Report every line of the records below that contains the word "black", treating uppercase and lowercase as different.

Point annotation dataset records.
+ + + + +
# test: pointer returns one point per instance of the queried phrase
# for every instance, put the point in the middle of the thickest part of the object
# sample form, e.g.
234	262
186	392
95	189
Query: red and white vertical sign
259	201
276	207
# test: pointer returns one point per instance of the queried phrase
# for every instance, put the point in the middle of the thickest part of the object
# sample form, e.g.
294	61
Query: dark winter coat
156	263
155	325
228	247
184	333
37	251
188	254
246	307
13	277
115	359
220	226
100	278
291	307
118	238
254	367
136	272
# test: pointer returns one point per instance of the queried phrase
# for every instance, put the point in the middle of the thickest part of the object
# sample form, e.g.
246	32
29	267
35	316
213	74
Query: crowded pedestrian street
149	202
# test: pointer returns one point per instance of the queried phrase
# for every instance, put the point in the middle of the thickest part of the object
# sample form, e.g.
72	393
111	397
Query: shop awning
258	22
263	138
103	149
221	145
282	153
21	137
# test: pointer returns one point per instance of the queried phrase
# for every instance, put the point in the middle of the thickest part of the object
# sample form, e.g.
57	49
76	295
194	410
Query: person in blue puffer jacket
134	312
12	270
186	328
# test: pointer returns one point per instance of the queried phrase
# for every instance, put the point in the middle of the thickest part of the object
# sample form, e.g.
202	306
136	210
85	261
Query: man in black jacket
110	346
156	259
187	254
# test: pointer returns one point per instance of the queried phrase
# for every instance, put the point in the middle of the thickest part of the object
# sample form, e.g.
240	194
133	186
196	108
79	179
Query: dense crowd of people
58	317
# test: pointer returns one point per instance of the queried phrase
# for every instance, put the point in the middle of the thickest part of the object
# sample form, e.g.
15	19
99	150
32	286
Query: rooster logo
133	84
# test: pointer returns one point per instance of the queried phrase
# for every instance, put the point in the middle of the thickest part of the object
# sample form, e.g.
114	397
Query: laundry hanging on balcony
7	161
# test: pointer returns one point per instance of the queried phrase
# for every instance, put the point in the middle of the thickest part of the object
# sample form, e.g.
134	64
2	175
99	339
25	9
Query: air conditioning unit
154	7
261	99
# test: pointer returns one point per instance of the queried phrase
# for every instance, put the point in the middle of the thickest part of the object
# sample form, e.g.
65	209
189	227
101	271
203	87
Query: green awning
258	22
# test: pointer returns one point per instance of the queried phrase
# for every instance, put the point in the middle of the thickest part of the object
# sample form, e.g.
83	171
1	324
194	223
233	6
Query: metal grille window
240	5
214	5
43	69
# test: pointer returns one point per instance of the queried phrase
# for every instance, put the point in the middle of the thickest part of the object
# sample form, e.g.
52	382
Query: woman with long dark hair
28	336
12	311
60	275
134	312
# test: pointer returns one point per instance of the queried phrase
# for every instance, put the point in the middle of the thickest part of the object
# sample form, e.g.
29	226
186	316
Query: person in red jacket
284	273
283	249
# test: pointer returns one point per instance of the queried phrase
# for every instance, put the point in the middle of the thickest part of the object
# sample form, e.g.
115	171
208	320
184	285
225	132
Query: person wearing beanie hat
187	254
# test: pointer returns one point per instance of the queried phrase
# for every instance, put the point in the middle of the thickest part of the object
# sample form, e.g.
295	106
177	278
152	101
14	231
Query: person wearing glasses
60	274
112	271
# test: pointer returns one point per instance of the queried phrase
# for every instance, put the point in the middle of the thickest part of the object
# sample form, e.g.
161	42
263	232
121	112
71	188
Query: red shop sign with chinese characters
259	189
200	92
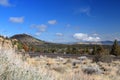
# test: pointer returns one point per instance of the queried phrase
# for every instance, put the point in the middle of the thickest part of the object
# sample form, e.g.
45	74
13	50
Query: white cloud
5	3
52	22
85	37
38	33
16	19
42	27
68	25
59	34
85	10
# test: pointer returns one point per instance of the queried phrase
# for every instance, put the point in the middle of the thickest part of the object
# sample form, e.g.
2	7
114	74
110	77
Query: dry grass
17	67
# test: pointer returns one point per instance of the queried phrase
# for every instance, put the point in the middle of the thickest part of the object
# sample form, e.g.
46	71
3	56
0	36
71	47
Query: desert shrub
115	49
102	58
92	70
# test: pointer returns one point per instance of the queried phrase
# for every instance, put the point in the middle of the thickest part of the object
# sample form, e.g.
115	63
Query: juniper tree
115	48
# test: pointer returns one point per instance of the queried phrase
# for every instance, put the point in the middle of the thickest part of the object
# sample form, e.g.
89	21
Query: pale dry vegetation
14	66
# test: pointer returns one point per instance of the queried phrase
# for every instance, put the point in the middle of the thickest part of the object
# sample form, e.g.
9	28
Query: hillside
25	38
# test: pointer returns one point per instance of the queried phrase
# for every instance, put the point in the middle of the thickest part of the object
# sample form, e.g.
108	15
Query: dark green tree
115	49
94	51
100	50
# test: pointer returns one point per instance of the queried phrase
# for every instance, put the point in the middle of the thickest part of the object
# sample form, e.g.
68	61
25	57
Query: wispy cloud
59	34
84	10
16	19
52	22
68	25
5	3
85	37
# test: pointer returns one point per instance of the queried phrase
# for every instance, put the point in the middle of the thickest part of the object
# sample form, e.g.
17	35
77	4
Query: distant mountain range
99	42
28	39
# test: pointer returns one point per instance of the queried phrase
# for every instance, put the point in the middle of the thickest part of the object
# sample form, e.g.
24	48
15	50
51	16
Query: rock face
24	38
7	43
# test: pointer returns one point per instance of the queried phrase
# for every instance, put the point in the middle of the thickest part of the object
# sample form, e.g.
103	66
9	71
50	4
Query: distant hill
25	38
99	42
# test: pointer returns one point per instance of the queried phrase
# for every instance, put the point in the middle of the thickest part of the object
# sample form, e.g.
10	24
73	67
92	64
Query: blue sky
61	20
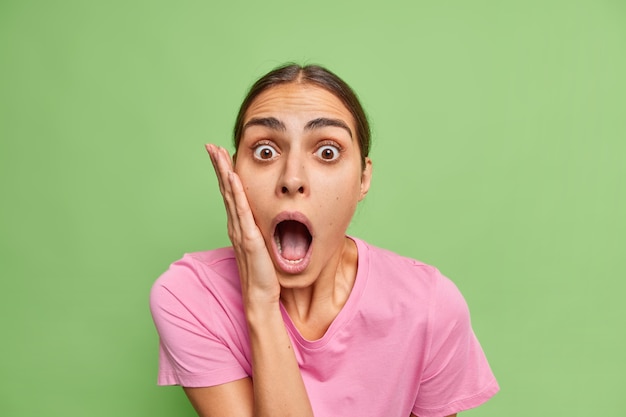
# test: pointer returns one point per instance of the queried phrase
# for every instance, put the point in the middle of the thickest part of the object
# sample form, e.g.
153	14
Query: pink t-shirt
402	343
+ + + + +
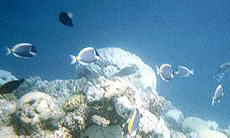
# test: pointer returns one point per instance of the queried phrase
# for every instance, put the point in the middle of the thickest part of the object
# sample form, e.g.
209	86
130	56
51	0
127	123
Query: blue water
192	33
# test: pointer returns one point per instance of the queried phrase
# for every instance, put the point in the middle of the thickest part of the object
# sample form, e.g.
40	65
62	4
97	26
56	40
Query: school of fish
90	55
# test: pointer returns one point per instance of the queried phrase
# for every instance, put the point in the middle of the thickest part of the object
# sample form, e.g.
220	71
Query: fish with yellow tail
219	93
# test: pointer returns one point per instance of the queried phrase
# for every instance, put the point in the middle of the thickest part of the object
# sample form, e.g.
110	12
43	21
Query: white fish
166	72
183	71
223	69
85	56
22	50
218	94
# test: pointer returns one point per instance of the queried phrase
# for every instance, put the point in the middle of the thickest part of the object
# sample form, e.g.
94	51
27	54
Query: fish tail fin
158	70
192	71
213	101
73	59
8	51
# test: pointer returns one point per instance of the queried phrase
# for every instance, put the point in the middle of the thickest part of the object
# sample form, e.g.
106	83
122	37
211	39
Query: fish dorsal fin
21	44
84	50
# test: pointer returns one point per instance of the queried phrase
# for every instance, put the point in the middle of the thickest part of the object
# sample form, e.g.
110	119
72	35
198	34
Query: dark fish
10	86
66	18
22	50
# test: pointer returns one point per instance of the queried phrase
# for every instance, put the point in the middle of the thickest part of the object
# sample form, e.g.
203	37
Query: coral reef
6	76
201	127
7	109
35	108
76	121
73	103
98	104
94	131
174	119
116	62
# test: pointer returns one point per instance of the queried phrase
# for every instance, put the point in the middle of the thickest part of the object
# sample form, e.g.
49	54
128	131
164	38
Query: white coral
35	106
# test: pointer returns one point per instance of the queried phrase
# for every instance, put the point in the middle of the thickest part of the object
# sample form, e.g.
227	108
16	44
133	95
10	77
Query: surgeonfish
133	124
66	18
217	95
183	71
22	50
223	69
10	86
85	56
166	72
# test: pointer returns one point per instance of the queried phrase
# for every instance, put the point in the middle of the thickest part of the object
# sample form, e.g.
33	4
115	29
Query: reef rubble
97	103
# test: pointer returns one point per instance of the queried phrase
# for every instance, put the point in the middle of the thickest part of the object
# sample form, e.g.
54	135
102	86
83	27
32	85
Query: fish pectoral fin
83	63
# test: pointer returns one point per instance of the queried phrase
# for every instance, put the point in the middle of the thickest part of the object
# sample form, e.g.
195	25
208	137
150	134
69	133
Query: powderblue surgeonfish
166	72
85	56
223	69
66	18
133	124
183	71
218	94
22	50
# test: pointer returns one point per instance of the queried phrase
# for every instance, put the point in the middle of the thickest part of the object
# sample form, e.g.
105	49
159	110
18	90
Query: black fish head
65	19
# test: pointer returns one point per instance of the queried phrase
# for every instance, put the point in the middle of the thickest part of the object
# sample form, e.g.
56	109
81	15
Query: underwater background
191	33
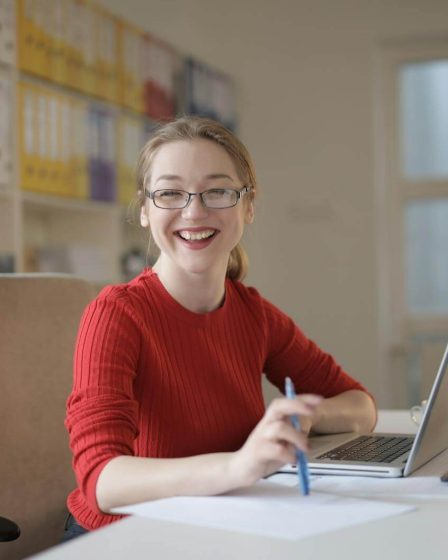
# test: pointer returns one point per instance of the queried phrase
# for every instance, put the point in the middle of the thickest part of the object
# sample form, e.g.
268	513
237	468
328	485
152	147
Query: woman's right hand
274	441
+ + + + +
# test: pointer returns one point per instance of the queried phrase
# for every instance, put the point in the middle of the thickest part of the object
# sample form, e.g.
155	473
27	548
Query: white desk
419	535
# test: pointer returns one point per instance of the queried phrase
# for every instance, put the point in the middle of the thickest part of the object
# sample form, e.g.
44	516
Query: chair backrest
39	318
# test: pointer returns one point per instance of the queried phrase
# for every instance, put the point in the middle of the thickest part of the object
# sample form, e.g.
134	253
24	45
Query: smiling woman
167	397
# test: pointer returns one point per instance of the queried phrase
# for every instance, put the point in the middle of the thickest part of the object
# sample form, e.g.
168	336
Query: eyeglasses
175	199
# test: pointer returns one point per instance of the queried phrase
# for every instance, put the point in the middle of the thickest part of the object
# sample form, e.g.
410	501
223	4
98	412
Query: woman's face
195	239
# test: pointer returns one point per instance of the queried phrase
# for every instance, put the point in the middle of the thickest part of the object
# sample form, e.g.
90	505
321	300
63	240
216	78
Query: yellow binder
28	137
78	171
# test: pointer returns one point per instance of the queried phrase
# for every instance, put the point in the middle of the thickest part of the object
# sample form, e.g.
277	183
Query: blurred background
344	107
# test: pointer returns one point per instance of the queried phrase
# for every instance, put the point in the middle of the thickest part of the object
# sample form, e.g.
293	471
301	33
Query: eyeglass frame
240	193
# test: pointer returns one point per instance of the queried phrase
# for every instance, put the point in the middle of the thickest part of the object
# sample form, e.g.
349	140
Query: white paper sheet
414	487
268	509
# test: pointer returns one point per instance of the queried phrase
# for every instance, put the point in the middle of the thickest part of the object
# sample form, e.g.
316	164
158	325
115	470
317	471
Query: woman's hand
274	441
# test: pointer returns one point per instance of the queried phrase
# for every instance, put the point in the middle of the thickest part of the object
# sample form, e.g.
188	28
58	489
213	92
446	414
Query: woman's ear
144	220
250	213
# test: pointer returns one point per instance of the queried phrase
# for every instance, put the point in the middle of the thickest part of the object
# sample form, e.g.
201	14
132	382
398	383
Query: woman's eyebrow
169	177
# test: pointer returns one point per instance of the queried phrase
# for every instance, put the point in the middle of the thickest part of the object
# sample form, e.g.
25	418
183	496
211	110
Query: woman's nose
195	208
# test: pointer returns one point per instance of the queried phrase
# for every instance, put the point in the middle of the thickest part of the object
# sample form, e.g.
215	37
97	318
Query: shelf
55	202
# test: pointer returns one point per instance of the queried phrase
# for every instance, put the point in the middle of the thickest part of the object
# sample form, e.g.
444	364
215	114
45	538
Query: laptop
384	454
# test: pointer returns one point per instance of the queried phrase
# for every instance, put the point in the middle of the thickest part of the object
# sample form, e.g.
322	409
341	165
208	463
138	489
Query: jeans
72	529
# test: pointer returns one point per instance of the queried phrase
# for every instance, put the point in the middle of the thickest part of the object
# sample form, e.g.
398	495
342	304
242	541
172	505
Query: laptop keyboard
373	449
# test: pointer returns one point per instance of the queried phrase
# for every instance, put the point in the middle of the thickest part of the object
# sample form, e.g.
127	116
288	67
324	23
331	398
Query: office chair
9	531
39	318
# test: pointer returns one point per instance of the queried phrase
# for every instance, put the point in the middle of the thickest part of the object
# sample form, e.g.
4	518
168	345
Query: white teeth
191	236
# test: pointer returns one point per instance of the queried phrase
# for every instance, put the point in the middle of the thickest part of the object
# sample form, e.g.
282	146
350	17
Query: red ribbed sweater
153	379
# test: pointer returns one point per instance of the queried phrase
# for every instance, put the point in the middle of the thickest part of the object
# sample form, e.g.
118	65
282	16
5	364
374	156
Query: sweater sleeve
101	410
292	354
+ + + + +
Correct answer.
Query: man in black jacket
Query: black fish head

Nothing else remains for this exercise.